··· SOURCE RECORDS

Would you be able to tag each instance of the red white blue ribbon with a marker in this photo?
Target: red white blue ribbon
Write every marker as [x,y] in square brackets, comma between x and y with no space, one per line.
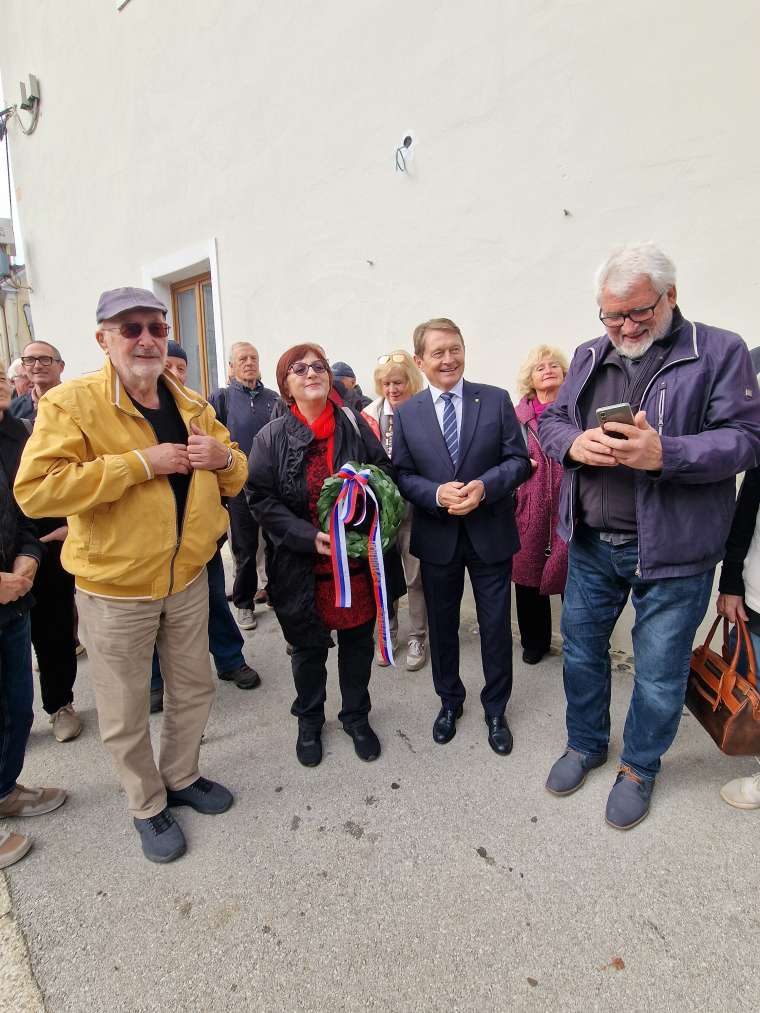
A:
[351,499]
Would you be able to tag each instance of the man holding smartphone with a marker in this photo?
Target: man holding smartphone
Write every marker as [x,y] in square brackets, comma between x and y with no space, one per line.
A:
[646,516]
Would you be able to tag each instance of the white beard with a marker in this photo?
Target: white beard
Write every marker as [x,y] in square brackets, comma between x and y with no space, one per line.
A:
[638,348]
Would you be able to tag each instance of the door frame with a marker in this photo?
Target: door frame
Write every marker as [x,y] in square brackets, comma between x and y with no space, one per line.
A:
[191,261]
[187,285]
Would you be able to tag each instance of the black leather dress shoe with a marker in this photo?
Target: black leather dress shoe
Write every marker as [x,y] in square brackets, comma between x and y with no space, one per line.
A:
[366,743]
[309,747]
[445,725]
[500,736]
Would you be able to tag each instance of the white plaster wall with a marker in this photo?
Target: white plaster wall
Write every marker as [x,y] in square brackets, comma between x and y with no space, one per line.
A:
[271,128]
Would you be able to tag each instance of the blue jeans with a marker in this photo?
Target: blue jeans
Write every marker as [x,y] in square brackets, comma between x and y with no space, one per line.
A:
[225,639]
[16,698]
[600,577]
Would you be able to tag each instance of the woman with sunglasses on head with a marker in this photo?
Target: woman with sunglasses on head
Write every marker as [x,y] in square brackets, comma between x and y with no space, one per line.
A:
[290,460]
[539,569]
[396,380]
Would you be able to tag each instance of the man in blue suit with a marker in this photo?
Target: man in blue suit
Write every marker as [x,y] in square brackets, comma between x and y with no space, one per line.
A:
[460,455]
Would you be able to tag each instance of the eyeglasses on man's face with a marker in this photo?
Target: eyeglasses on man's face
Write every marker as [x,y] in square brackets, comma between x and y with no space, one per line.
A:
[43,360]
[133,330]
[301,369]
[640,315]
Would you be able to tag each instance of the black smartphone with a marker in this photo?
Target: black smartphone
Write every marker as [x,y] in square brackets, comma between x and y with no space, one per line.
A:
[615,413]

······

INSTRUCTIONS FOR THE TASK: Output every line of the items above as a numbered list, omitting blank lines and the picture.

WORKED SOLUTION:
1. Would you be able to tag each instance of the red white blue ribbon with a marker in this photo?
2. Target: red white blue ribbon
3. Write every marker as [x,y] in square brackets, comma between x and y with no space, one per line.
4. A:
5. [351,499]
6. Would you be able to tag each instance of the man holding smartphone with a marker in this photo?
7. Target: man holding smartphone
8. Write every marker as [x,y] in square brackets, comma between x and y with no space, one per line.
9. A:
10. [646,516]
11. Would you be able to tag each instance of the white beard with a marker in this photo?
12. Target: white beard
13. Write every marker as [x,y] in square brackets, comma between x and y with no space, one per line.
14. A:
15. [638,348]
16. Would you be able to tag each instance of the door frame with a marker in this photo?
17. Target: door frame
18. Write every marker as [x,y] in square brackets, comma between x and y with no space, one per line.
19. A:
20. [191,261]
21. [187,285]
22. Would you be able to tag each instance of the black leather dress shoe with a marker in this photo?
23. Target: black leather dress shoe
24. Write every marker as [x,y] in square brackets, comma between x and y with no space, one per line.
25. A:
26. [366,743]
27. [309,747]
28. [445,725]
29. [500,736]
30. Would you be able to tag each instance of the white plaster wall with a marker in this photo?
31. Target: white plaster wall
32. Write every marker as [x,y] in square brackets, comma between x and y with no space, one per line.
33. A:
34. [271,128]
35. Would you be able to tag each instance of the blue jeans with a marker in this photo?
36. Target: blue jeans
37. Write every marker as [x,y] in square brackets, comma between x and y with no space, one per line.
38. A:
39. [225,639]
40. [16,698]
41. [600,577]
42. Would you be able to tag each instance of the woman with sunglasses on head with a marker in this photo?
43. Target: woman with sunglasses on head
44. Write every marker as [x,y] in square brackets, comma between x and y with no space, one per line.
45. A:
46. [290,460]
47. [539,569]
48. [396,380]
49. Would you be able to tag each instance of the man in blue suit with a marker in this photo?
50. Target: man in blue suit
51. Write every marker as [x,y] in square brackets, comma between x and y with no space, one per line.
52. A:
53. [460,455]
54. Would you be able to tag each instance of the eyeglasses on man's face with a marker in this photo?
55. Target: eyeglasses on man's face
56. Write every marker as [x,y] in square brackets, comma between x and y with no space, one per line.
57. A:
58. [43,360]
59. [133,330]
60. [301,369]
61. [640,315]
62. Would you be able to tag each instance of the black smartphone with a marker in this photo?
63. Target: black smartphone
64. Write every marker as [x,y] in square brackets, comma between x and y with no space, one per line.
65. A:
66. [615,413]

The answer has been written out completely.